*Directions*
Reproduce the lines of the records below word for word, beginning with the line that contains "Place one keypoint per instance of the light" and continuing through the last line of the records.

*Pointing dataset excerpts*
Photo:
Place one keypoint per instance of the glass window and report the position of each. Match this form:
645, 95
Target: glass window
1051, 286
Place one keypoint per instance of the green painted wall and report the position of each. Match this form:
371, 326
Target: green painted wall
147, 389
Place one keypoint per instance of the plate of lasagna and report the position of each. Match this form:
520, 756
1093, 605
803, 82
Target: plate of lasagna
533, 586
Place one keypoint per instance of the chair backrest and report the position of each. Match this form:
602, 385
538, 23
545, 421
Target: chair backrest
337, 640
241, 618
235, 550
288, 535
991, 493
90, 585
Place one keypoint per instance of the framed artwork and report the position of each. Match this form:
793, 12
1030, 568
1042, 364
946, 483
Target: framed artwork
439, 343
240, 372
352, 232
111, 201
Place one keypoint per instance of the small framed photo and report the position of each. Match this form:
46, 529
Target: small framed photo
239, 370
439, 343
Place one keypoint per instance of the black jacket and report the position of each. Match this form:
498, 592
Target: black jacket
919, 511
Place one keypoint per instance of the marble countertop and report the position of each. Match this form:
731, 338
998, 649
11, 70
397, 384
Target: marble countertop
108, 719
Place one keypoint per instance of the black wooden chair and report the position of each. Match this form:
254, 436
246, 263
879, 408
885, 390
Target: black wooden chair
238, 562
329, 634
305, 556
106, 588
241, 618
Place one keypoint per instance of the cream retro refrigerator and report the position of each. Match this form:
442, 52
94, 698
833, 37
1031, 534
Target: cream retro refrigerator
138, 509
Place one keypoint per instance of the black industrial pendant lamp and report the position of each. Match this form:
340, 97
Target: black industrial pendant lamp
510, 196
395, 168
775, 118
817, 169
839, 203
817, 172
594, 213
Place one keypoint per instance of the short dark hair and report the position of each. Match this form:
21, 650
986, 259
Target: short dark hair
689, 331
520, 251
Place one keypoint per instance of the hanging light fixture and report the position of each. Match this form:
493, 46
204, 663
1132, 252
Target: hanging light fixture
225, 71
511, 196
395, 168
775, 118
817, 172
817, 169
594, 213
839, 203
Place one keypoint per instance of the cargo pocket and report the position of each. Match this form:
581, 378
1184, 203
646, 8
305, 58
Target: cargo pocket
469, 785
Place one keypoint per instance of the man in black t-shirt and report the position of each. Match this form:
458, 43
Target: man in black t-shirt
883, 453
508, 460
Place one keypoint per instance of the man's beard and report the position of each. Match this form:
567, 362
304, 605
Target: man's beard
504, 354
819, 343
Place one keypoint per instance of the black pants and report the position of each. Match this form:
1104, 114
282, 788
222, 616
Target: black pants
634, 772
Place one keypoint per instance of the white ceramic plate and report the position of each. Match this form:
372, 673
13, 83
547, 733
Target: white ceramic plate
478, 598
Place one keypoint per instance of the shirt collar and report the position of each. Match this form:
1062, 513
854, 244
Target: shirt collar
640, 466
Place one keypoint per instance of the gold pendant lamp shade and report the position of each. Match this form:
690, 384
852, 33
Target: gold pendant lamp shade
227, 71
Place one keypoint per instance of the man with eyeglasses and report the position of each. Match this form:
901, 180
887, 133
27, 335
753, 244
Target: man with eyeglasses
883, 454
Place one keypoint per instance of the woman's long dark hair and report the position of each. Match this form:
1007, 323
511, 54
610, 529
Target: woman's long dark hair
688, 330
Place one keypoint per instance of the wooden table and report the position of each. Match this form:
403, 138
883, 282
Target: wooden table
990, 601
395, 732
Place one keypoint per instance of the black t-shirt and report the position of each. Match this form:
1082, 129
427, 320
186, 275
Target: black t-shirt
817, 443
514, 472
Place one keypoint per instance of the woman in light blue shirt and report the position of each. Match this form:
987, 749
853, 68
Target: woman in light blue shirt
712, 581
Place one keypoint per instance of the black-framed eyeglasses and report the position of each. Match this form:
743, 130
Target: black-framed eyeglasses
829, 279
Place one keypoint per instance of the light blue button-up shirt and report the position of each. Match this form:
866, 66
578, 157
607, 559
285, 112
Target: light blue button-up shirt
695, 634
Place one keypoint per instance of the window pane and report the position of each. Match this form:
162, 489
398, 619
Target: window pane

*Output of the exercise*
Place one keypoint per instance of the light blue button-up shirt and report the position of each. Match this form:
866, 66
578, 157
607, 559
285, 112
Target: light blue button-up shirt
695, 634
Place one keypoint per instance of the window pane and report the position of each. Match this form:
162, 489
398, 619
Target: window pane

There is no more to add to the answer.